* [What is needed] Copy every one of the items below word for word, without changing a single character.

* [Data to use]
# # # #

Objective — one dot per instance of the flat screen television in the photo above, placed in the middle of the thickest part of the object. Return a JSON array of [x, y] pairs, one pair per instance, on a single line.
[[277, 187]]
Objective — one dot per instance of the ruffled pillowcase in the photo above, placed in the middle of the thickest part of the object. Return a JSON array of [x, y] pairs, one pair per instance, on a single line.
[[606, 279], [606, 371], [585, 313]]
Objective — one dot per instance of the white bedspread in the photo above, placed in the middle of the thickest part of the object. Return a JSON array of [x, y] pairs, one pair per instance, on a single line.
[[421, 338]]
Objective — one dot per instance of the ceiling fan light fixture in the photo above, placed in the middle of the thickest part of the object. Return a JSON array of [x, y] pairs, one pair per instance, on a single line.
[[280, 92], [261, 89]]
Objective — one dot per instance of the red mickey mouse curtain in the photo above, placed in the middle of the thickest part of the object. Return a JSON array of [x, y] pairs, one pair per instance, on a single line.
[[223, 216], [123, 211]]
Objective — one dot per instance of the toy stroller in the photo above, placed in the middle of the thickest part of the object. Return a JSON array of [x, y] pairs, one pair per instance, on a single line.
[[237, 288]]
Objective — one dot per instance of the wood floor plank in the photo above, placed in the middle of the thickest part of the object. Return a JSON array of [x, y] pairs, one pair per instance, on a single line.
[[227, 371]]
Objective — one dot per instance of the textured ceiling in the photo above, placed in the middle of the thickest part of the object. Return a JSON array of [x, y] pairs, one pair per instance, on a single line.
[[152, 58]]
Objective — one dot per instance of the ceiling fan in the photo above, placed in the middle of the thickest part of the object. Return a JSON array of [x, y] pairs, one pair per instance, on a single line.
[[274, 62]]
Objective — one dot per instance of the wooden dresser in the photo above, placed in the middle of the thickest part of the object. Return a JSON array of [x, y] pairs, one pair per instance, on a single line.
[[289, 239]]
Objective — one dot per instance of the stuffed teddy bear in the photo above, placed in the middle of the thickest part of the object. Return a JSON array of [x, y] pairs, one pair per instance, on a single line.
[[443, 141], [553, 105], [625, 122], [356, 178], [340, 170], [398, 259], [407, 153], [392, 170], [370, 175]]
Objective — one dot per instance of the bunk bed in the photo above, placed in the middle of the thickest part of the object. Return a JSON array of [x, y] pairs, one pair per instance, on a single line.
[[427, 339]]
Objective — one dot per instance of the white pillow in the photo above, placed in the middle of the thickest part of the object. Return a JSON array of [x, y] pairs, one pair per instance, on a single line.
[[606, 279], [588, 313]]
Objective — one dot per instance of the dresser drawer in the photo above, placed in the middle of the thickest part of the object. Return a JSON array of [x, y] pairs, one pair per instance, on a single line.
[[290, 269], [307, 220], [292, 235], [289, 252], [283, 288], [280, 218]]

# # # #

* [Answer to the exercise]
Objective — one dot per instance of the flat screen television in the photo above, placed in the middle of the thickest part of the object. Return a JSON array of [x, y] pairs, one pair per instance, on a single line.
[[277, 187]]
Objective — one dot per instance of the ruffled pillowcase in the photo above, placed in the middle of the thickest part of the object. Return a JSON array of [x, y] pairs, one pair per instance, on a single line.
[[606, 279], [606, 371], [585, 313]]
Objective — one dot per instance of the white bedspread in the photo above, placed in the middle of the thickest part of the object. Return a JSON array of [x, y] pairs, one pair per instance, on a single line.
[[421, 338]]
Objective — one dot per instance of the ceiling fan light fixture in the photo above, placed in the middle of the thickest part of the object. Return a JSON array of [x, y] pairs, one pair per instance, on a single line.
[[280, 92], [261, 89]]
Objective — one dot per instance of the red mickey mouse curtain in the photo above, placed in the middle of the thickest part of the object. Return a JSON array of [x, y] pairs, one pair per instance, on a single line.
[[223, 216], [123, 211]]
Objective — one dot per instance of the toy stroller in the photo above, placed in the middle of the thickest part of the object. Return a JSON array of [x, y] pairs, one pair per instance, on a single line.
[[237, 288]]
Objective — one dot per instance of the wood floor plank in the photo above, placed in the middle of the thickest part of the object. Return a JSON array of [x, y] pairs, one pair per instance, on a single line.
[[227, 371]]
Objective — one dot per instance of the textured ceiling in the photo above, placed in the middle of the thickest part of the object. Return a JSON array of [x, y] pairs, one pair per instance, on a single line.
[[152, 58]]
Objective — one dot per instance of the ceiling fan in the photo above, placed in the middle of the thickest part of the object. Return a JSON array of [x, y] pairs, one pair per instance, on a single line.
[[274, 62]]
Objective — one dot per instance of the wooden dresser in the photo above, placed in the middle of the thickest part of the object. Return a JSON array of [x, y] pairs, one pair per instance, on a single line.
[[289, 239]]
Objective — one dot per instance of the stuffed teddy bear in the photo above, placed in the middle of the thickest part of the object. Return a JSON array of [x, y] pairs, one pair per instance, on a single line.
[[443, 141], [553, 105], [625, 122], [356, 178], [340, 170], [398, 259], [407, 153], [392, 170], [370, 175]]
Objective — one dot per instance of the bunk bed in the photo above, placed in the middle of the thickest part of the object. Return a JSON array of [x, y] pairs, one pair per instance, on a single line.
[[427, 339]]
Objective — one dot per instance of the white pillow in the photo above, placed in the middle of the thickest part of the object. Return a JSON array of [x, y] pairs, one pair per instance, on a single line.
[[606, 279], [588, 313]]
Objective — one dot per instance of the dresser drawer in the photo above, placed in the middle of the thickest part of the object. Return a JSON array of [x, y] pairs, one pair per instance, on a single line.
[[290, 269], [307, 220], [292, 235], [289, 252], [283, 288], [280, 218]]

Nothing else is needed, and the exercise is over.